> Exercise materials:

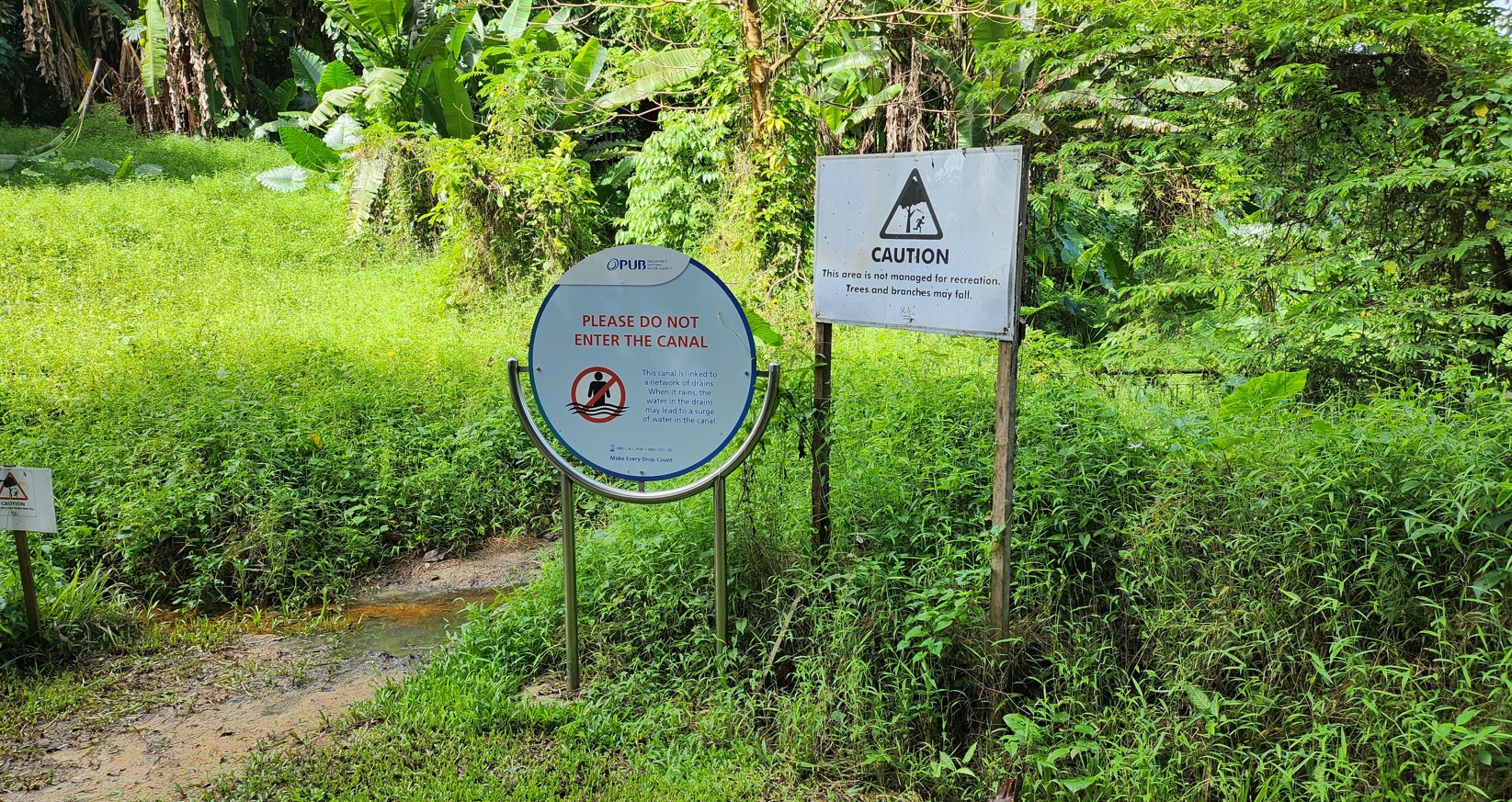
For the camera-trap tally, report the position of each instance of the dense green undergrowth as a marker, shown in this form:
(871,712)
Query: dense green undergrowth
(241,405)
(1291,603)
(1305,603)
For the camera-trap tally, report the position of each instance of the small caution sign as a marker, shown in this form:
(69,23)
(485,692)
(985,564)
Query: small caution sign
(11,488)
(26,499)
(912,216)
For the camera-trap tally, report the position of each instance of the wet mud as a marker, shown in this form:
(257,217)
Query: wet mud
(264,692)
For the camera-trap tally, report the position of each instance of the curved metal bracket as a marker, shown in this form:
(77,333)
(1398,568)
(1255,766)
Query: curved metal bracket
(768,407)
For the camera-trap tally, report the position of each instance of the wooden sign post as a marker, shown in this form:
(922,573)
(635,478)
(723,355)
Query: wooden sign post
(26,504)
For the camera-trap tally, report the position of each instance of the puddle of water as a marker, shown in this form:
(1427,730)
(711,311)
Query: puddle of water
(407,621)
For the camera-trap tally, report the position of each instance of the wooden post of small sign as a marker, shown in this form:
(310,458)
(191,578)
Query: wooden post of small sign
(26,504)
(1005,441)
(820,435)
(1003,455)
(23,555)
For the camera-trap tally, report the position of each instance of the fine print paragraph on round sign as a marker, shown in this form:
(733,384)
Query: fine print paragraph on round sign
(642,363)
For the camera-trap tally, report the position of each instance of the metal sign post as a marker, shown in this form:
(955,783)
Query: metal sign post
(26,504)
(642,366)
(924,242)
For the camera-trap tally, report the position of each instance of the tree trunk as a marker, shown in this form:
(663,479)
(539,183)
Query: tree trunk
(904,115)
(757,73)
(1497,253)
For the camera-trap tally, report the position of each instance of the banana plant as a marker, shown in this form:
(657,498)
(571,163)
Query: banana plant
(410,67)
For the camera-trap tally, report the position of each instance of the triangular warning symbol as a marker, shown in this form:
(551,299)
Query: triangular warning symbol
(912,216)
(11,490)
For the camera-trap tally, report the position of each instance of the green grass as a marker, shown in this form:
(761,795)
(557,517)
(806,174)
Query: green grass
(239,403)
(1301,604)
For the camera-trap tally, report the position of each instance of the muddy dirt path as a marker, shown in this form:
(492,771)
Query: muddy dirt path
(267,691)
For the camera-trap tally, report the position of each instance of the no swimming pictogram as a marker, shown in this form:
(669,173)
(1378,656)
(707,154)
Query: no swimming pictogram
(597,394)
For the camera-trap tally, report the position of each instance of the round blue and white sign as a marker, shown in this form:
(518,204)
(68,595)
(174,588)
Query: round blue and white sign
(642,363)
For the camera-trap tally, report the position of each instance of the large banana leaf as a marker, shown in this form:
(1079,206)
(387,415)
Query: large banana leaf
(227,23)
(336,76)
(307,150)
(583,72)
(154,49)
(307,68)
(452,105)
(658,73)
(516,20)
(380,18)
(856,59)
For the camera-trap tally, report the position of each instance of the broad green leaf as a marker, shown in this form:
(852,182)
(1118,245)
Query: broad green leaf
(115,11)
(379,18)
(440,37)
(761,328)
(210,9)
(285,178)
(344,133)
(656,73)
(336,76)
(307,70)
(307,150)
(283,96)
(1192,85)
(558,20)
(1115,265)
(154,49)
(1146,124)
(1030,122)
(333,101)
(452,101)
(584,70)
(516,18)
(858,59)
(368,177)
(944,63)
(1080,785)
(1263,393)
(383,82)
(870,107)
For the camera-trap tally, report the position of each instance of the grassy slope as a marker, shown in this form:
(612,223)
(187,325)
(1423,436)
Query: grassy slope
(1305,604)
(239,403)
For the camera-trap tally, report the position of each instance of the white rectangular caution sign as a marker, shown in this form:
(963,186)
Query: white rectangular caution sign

> Task item: Print all the entries again exactly as written, but without the pictures.

> Task result:
For the camera-trap tally, report the position of each instance of the dense green undergrowth as a marker, shown in this form:
(871,712)
Query: dense green undergrowth
(241,405)
(1291,603)
(1305,603)
For the camera-trap tally, report the position of each instance of the small caution sign as a marker, shown in this form:
(69,23)
(485,692)
(985,564)
Query: small caution sign
(11,488)
(26,499)
(912,216)
For the camera-trap tally, report the position of each instance of the wet mud as a marker, shown in this form:
(257,217)
Query: wet mud
(264,692)
For the camera-trap tally, report the position of each instance of the curved metal bracket as a marker, shown in this form:
(77,333)
(1398,568)
(1255,766)
Query: curved metal bracket
(768,407)
For the camera-trap tally, report the position of each instance of the wooden sign post as a marker, shown in this form:
(922,573)
(635,478)
(723,355)
Query: wooden sign post
(26,504)
For the camera-trap tally, report the position of each instance of the puddle of water as a marker, shown in this form:
(1427,730)
(711,311)
Query: puddle of water
(407,621)
For the camera-trap tally, report the position of each instance of the wooden post of small sign as a marker, shown in this form:
(310,458)
(191,578)
Query: wooden post of small sign
(26,504)
(1005,441)
(820,435)
(1003,455)
(23,555)
For the camera-trap tally, report the position of each instance of the fine print paragraph on round sign as a marker, shown in this form:
(733,384)
Query: fine print paragraph on round sign
(642,363)
For the camera-trap tally, report the position of each instance of the metal sign post as a marker, shown in this form:
(955,783)
Query: metal sign post
(26,504)
(642,366)
(924,242)
For the camera-trap tally, report the position of each instance of the tree trunk as a marker, shown in this form:
(663,479)
(539,183)
Query: tree trunk
(904,115)
(757,73)
(1497,253)
For the camera-trap tally, report the position of each instance of the banana plant as a marker, shown in this form:
(657,498)
(571,163)
Query: banana plant
(410,67)
For the camera-trap tally, report the position of each instance of the triangular warning symbol as a marker, shown in this form:
(551,299)
Query: triangular warning symbol
(912,216)
(11,490)
For the camera-trap tally, report the position of each instance of the green grass as a marker, shown in this form:
(761,795)
(557,517)
(806,174)
Query: green grass
(239,403)
(1301,604)
For the camera-trap tally, report the position of each instance of the muddy dirt path as a marker, shown in this form:
(492,771)
Query: muddy dirt path
(267,691)
For the camera-trap tally, report the position of each instance of the no swimming pictogram as a marker, shown in this form:
(669,173)
(1378,656)
(707,154)
Query: no swimming pictogram
(597,394)
For the camera-trap tally, report the position of each instance of the round blue and white sign as a marker, shown in this form:
(518,204)
(68,595)
(174,588)
Query: round blue and white sign
(642,363)
For the camera-trap tally, report the position of each instance of the large banana leaf as a marker, shown in this form:
(1079,206)
(387,415)
Query: large banana leaf
(227,23)
(336,76)
(307,150)
(583,72)
(154,49)
(307,68)
(452,105)
(658,73)
(516,20)
(380,18)
(856,59)
For the camera-trap tally, report the position of each instance of the broad green leaf as a marker, shown in this form:
(852,182)
(1118,245)
Query: broad green leaf
(115,11)
(379,18)
(440,37)
(761,328)
(210,9)
(285,178)
(344,133)
(656,73)
(336,76)
(307,70)
(307,150)
(283,96)
(1192,85)
(558,20)
(1115,265)
(154,49)
(1146,124)
(1030,122)
(333,101)
(452,101)
(584,70)
(516,18)
(858,59)
(368,177)
(944,63)
(1080,785)
(1263,393)
(383,82)
(870,107)
For the camera-trap tally, report the position of each instance of the grassy slope as a marker, shown in this form:
(612,223)
(187,325)
(1423,436)
Query: grassy slope
(1305,604)
(239,403)
For the camera-trap tally, report the position of each instance of the white rectangular caution sign as a marker, shown in this form:
(963,186)
Query: white rectangular caution sign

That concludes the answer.